[begin Page extract]

An authorised open-ended investment company (OEIC) or an authorised unit trust (AUT) could be a useful approach for wealthier families today.
An OEIC is a regulated investment structure typically used by fund managers for collective investments. There are a number of different variations, but all share some common features. OEICs are subject to additional regulations designed to protect investors; this includes limits on the types and proportions of different investments that may be held.
We refer to OEICs, although both AUTs and OEICs are included within this description.
An OEIC can act as a core investment vehicle for high-net-worth individuals and their families. Typically, investors could hold shares in an OEIC which meets their key investment aims, sometimes with other investments actively managed alongside it to ensure that each person's specific investment objectives are met. The unique ability of an OEIC to pool like-minded investors' funds can mean that investment management costs are spread and reporting requirements simplified.
OEICs can be based in the UK or other jurisdictions, such as Ireland, where the rules can differ. Investors should consult their tax adviser as to the relative merits of both bases. Each OEIC can either be a standalone or umbrella fund and can appoint its own investment manager or managers. This investment manager may be different to an investor's existing adviser, although this doesn't have to be the case. Shares can be bought or sold thus providing liquidity and flexibility to investors. Most OEICs are retail structures and open to any investor.
For a UK resident and domiciled investor, gains on shares in a UK OEIC are only taxable when the shares are sold and in-built profits are taxable as gains, unlike some structures where the profit/gain may be taxed as income. Under current UK tax rules, the top rates of tax are 20% for CGT, 45% for Income Tax and 38.1% for dividend income in excess of the £5,000 annual dividend tax allowance. The 10% notional tax credit on dividend income has been abolished and from 6 April 2017 interest payments from an OEIC will no longer be subject to the deduction of 20% tax at source.
Within the OEIC, UK dividends are not subject to corporation tax, the net income is available for distribution and underlying securities can be bought and sold without tax implications. This means that investors benefit from the management of their assets without triggering a charge to CGT thus enabling gross reinvestment.
Non-UK OEICs will have a different treatment for tax to UK authorised OEICs.
A UK OEIC is not treated as a UK situs asset for inheritance tax purposes, thereby providing an exemption for those who are not domiciled or deemed domiciled in the UK.
OEICs can have tax disadvantages for people from the US.
In the UK, an OEIC is operated by an authorised corporate director (ACD). The ACD appoints one or more investment managers. Importantly, an investment manager can be removed and another appointed without having to close the structure, appoint a new ACD or create a tax liability. Investors in OEICs can have more than one manager, each looking after separate sub-funds, or even separate portfolios within a single fund.
Fees vary depending on the provider but can typically have an annual management charge (AMC) of 1.25% per annum for funds of less than £10m and 1% for funds above £10m. This management fee may not attract VAT. Total expense ratios are typically slightly higher than the AMC to reflect some further operational costs and VAT. Initial set-up costs are typically £15,000. It is usual for OEICs to be launched for sums of at least £10m.

[end Page extract]

## Task a
Retype the lines of the records from the line containing "Target: airplane tail fin" through the end of the records, character for character.

[begin Listed records]

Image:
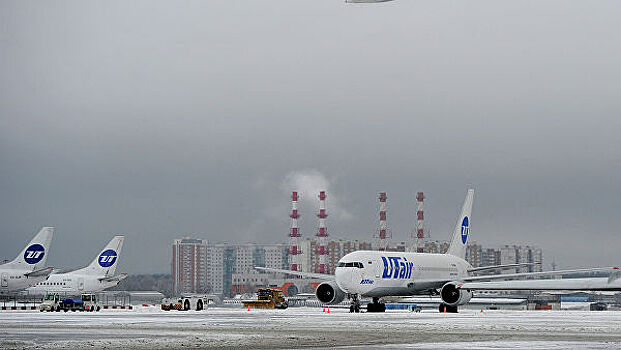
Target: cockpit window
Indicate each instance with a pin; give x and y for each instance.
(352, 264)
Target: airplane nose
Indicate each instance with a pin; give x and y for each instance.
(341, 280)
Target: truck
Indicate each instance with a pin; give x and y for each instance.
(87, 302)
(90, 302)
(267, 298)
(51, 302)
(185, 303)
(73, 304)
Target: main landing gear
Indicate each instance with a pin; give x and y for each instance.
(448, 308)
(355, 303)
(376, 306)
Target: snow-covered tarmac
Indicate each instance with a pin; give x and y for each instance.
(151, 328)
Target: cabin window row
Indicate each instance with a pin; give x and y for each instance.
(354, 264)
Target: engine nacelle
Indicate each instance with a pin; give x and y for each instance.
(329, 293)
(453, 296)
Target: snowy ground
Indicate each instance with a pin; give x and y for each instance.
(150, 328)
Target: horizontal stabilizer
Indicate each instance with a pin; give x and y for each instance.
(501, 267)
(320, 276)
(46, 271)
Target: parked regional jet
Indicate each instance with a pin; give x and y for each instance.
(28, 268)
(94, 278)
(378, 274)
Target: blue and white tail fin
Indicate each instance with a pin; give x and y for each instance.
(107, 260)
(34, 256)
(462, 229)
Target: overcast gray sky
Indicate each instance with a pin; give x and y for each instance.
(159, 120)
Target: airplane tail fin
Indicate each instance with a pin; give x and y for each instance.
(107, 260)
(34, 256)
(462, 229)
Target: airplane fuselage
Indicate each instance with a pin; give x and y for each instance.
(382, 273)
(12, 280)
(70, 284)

[end Listed records]

## Task b
Echo the part of the OEIC text that opens with the words containing "Within the OEIC, UK" and closes with "domiciled in the UK.", without changing anything.

## Correct output a
Target: airplane tail fin
Indicate each instance with a pin; give x and y for each instance.
(107, 260)
(34, 256)
(462, 229)
Target: airplane fuselage
Indicate each instance with a pin; give x and y for each instance.
(382, 273)
(12, 280)
(70, 284)

## Correct output b
Within the OEIC, UK dividends are not subject to corporation tax, the net income is available for distribution and underlying securities can be bought and sold without tax implications. This means that investors benefit from the management of their assets without triggering a charge to CGT thus enabling gross reinvestment.
Non-UK OEICs will have a different treatment for tax to UK authorised OEICs.
A UK OEIC is not treated as a UK situs asset for inheritance tax purposes, thereby providing an exemption for those who are not domiciled or deemed domiciled in the UK.